** begin Source text **

DJ Colin Francis (born 16 January 1976), is an English DJ and record producer from Essex, specialising in dance, hip-hop, pop and R&B.

In November 2015, Colin Francis supported 50 Cent as his opening act for a three city UK Tour.

Biography 
Based in London, Colin Francis plays weekly in London's West End Clubs, as well as regular events in Essex and across the UK such as for Lavish and Unique Parties. During the summer he hosts and DJs at various venues in the UK and Marbella.

Colin also performed in V Festival 2015's Lovejuice VIP Area alongside Sammy Porter and Tinie Tempah's DJ Charlesy.

Education and background 
During his early career Colin went to UEL and obtained a B.A (hons) Degree in Economics and Politics. While studying for his degree, Colin was working in promotions and marketing at RCA/BMG record company to gain experience within the Music Industry. During the holidays he supports the local community/youth centres teaching young people how to DJ.

** end Source text **
** begin Raw records **

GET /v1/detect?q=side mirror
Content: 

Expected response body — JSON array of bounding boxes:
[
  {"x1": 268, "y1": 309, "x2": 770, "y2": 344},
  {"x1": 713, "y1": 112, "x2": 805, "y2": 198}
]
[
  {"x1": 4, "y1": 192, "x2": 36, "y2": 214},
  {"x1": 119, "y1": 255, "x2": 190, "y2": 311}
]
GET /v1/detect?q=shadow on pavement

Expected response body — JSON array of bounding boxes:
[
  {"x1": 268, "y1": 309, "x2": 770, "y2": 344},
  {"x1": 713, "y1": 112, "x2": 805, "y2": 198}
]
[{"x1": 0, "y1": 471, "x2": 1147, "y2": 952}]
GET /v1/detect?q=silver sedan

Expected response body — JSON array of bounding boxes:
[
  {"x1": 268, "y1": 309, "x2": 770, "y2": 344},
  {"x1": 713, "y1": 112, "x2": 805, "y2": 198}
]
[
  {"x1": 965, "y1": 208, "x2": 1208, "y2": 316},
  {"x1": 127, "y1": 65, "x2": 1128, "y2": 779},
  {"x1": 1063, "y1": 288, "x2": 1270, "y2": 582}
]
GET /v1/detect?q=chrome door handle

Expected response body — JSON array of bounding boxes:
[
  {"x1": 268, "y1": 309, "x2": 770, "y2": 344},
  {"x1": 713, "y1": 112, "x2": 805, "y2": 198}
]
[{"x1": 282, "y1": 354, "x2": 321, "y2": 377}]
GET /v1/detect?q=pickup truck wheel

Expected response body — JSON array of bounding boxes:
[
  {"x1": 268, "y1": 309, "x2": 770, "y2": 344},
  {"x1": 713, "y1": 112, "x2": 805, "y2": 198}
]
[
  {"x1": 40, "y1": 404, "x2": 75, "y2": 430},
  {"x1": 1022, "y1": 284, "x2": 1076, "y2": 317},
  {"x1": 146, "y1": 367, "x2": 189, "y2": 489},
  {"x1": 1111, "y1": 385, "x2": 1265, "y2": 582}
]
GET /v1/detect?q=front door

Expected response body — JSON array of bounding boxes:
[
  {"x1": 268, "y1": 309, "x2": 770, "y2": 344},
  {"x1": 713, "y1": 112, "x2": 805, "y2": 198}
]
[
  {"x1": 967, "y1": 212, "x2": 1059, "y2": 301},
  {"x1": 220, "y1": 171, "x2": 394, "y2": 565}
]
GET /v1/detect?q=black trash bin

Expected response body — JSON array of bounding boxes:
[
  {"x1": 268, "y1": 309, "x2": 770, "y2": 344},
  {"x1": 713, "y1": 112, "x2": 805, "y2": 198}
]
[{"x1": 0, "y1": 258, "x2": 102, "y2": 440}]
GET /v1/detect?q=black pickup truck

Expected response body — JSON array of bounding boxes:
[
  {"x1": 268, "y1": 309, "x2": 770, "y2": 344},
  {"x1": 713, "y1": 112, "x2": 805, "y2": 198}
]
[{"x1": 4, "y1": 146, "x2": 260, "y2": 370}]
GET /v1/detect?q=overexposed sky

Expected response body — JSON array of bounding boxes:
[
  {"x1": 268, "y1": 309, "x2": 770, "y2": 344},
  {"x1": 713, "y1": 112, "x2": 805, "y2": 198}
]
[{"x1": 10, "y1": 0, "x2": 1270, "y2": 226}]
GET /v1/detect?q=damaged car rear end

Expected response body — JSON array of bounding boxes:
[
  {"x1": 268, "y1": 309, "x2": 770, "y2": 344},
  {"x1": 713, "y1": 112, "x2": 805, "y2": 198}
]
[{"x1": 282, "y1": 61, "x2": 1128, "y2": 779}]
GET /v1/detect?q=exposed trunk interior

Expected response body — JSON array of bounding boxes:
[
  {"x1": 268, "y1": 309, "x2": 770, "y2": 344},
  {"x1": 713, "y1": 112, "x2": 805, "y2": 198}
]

** end Raw records **

### Short exercise 1:
According to the DJ Colin Francis biography, what degree did he earn at UEL?
### Short exercise 2:
Reproduce the passage of the DJ Colin Francis biography from "DJ Colin Francis" to "city UK Tour." word for word.

### Written response 1:
A B.A (hons) Degree in Economics and Politics.

### Written response 2:
DJ Colin Francis (born 16 January 1976), is an English DJ and record producer from Essex, specialising in dance, hip-hop, pop and R&B.

In November 2015, Colin Francis supported 50 Cent as his opening act for a three city UK Tour.